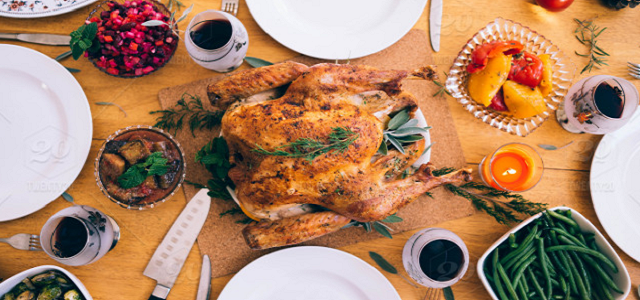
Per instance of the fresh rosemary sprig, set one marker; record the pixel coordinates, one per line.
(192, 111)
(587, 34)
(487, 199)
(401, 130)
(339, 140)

▬▬▬

PROBLEM TO SOLVE:
Write out every line above exactly, minus images.

TASK OUTPUT:
Per instance of the fresh rosemary sprig, set one marker; record the pixel coordinates, one per line.
(192, 111)
(587, 34)
(487, 199)
(401, 130)
(339, 140)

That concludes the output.